— begin Text segment —

This course surveys writers from 1660 through to the twentieth century. A variety of literary forms and themes are examined as we move from the Restoration to the modern era.
Credits: 3
Hours: 45 (Lecture Hours: 3)
Total Weeks: 15
Prerequisites:
Any two of ENGL 100 Academic Writing, ENGL 105 Non-Fictional Prose, ENGL 111 Poetry and Drama, or ENGL 112 Prose Fiction
Non-Course Prerequisites:
None
Co-requisites:
None
Course Content:
English Literature II” introduces students to the major literary movements that have shaped English literature since the restoration of Charles II in 1660. We will concentrate on close readings of representative works that are primarily but not exclusively canonical and that reflect the achievements of English literature from the end of the Restoration period in 1660 through to the early twentieth century.
We will read spirited texts that revel in the end to Puritan rule in England and subsequent satirical works of the Augustan era that register the competing tensions between neo-classicism’s rigid literary rules and, paradoxically, themes of the filth, unruliness, and disorder of a nation struggling to see itself as such. We will read of the late eighteenth century cultural backlash against the ideals of restraint and politeness and the movement towards a literature of sensibility, and its exaltation of continental upheaval and Revolution, imagination, feeling, cultural primitivism, and natural genius, culminating in a literary time period now known as the “Romantic” era. We will also undertake critical reading of select works penned in the Victorian age and in the early twentieth century, as authors engaged with colonialist expansion, industrialization, urbanization, social mobility, and Empire.
Detailed Topics:
'Introduction to Restoration and Eighteenth-Century Literature
- John Dryden, Mac Flecknoe
- John Wilmot, Earl of Rochester, “The Imperfect Enjoyment”
- Aphra Behn, “The Disappointment”
- John Wilmot, Earl of Rochester, “A Satyr Against Reason and Mankind”
- Alexander Pope, The Rape of the Lock
- Jonathan Swift, “The Lady’s Dressing Room”
- Lady Mary Wortley Montagu, “The Reasons that Induced Dr. S. to Write a Poem Called ‘The Lady’s Dressing Room’”
- Jonathan Swift, A Modest Proposal
selections from “Verses on the Death of Dr. Swift, D.S.P.D
- Eliza Haywood, Fantomina: Or, Love in a Maze
- Samuel Richardson, from Pamela; or, Virtue Rewarded
- Henry Fielding, from An Apology for the Life of Mrs. Shamela Andrews
- Thomas Gray, “Ode on the Death of a Favourite Cat, Drowned in a tub of Gold Fishes” (2669), “Elegy Written in a Country Churchyard”

— end Text segment —
— begin Provided data —

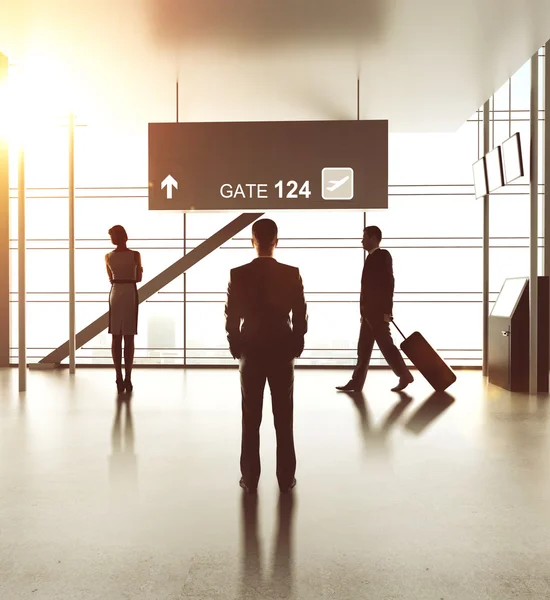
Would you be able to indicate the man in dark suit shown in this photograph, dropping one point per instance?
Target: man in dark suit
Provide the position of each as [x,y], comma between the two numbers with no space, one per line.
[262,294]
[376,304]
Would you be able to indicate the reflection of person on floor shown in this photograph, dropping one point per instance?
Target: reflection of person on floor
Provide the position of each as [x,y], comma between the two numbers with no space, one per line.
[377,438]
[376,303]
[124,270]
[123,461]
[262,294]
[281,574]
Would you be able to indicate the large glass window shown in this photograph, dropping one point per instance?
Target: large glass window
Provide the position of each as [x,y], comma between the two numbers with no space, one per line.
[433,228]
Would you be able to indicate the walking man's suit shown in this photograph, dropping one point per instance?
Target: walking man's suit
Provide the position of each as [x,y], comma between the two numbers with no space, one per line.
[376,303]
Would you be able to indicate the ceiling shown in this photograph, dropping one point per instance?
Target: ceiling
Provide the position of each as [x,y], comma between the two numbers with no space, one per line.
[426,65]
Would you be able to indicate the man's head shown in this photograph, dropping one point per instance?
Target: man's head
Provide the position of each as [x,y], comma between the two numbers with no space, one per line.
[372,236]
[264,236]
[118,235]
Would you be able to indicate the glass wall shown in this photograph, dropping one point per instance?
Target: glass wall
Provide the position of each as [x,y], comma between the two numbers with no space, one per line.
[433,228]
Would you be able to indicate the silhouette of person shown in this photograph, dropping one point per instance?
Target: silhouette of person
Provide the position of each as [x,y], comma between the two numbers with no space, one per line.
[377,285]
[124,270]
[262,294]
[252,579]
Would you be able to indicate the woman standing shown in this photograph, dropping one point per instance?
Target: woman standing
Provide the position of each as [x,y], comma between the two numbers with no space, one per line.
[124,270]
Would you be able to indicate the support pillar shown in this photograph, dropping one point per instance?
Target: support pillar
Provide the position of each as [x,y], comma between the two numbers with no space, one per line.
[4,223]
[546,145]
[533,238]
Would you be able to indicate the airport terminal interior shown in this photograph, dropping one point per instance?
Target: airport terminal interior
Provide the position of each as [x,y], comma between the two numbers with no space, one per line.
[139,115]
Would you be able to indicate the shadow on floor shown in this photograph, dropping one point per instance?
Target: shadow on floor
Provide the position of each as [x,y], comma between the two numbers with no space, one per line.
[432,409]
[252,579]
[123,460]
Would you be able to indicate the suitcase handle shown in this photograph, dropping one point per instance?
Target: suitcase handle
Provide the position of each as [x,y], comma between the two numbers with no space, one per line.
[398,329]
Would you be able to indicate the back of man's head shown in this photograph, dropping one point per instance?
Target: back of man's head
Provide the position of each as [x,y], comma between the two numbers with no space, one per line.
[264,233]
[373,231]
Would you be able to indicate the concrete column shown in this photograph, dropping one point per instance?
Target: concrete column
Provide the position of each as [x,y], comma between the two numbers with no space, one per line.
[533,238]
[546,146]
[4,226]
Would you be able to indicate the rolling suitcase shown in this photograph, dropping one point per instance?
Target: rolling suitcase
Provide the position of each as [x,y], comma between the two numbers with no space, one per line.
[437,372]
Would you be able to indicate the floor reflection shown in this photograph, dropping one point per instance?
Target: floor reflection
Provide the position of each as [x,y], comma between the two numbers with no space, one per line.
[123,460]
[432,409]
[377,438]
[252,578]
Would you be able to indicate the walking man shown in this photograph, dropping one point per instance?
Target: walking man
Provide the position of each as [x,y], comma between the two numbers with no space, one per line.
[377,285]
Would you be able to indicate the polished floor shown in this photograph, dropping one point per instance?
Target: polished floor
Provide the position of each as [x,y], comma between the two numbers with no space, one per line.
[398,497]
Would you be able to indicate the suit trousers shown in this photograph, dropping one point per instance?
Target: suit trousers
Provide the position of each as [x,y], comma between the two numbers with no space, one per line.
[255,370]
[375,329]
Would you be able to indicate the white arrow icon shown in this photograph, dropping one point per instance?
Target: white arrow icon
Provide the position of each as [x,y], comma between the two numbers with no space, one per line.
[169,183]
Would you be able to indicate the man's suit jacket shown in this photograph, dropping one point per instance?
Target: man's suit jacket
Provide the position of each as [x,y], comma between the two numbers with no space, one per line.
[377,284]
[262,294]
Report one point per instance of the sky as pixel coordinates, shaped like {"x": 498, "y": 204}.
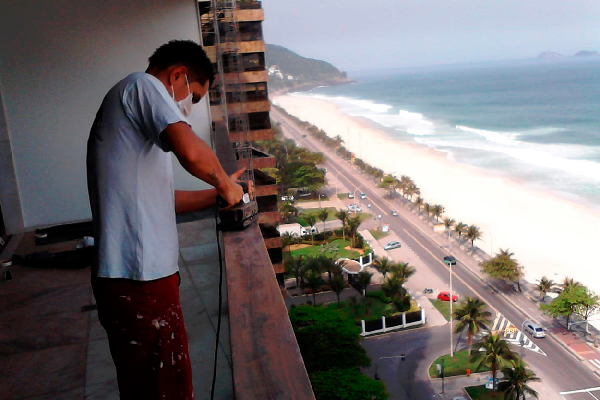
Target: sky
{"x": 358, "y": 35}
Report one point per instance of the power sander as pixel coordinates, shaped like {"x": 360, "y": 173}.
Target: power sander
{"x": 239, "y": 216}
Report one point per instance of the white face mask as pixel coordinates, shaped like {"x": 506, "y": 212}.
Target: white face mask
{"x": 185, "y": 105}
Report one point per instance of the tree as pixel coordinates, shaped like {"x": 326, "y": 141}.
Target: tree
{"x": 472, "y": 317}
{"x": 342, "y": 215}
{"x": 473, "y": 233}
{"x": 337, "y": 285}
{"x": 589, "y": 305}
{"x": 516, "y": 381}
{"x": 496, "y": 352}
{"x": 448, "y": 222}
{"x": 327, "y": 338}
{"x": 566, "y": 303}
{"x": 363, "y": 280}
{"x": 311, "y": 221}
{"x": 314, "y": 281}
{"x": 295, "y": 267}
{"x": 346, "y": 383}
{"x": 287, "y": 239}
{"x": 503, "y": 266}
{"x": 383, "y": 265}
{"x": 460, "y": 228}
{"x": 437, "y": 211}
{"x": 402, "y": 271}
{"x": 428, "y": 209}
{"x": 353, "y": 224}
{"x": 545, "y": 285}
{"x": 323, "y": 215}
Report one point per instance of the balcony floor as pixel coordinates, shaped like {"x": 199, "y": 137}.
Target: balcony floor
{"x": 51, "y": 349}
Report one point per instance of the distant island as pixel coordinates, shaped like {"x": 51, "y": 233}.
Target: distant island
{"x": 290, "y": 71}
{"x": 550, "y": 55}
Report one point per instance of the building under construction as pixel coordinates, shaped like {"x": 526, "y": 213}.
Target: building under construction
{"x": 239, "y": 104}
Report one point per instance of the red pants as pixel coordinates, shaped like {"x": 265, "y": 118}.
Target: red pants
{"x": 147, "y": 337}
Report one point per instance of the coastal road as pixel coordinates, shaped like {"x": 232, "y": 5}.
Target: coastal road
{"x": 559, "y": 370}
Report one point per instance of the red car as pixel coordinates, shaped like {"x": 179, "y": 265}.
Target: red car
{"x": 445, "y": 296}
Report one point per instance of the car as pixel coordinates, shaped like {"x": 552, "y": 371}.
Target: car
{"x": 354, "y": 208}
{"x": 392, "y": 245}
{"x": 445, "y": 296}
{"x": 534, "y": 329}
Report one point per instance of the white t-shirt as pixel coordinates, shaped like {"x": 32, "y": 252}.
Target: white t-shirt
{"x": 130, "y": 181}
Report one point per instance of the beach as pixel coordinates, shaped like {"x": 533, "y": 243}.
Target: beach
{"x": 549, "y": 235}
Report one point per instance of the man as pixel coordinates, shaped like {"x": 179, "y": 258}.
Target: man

— end Provided data —

- [Stated task 1] For each statement about the course description, answer yes or no and quote the words that decide it: (a) The course is worth three credits. (b) The course runs for twelve weeks. (c) Students need any two of four listed English courses before enrolling.
- [Stated task 2] Duplicate the passage of the course description that begins at the words "Total Weeks: 15" and ends after the words "early twentieth century.".
- [Stated task 3] According to the course description, which historical event in 1660 marks the starting point for the literary movements the course covers?

- [Worked solution 1]
(a) Yes: "Credits: 3"
(b) No: "Total Weeks: 15"
(c) Yes: "Any two of ENGL 100 Academic Writing, ENGL 105 Non-Fictional Prose, ENGL 111 Poetry and Drama, or ENGL 112 Prose Fiction"

- [Worked solution 2]
Total Weeks: 15
Prerequisites:
Any two of ENGL 100 Academic Writing, ENGL 105 Non-Fictional Prose, ENGL 111 Poetry and Drama, or ENGL 112 Prose Fiction
Non-Course Prerequisites:
None
Co-requisites:
None
Course Content:
English Literature II” introduces students to the major literary movements that have shaped English literature since the restoration of Charles II in 1660. We will concentrate on close readings of representative works that are primarily but not exclusively canonical and that reflect the achievements of English literature from the end of the Restoration period in 1660 through to the early twentieth century.

- [Worked solution 3] The restoration of Charles II in 1660.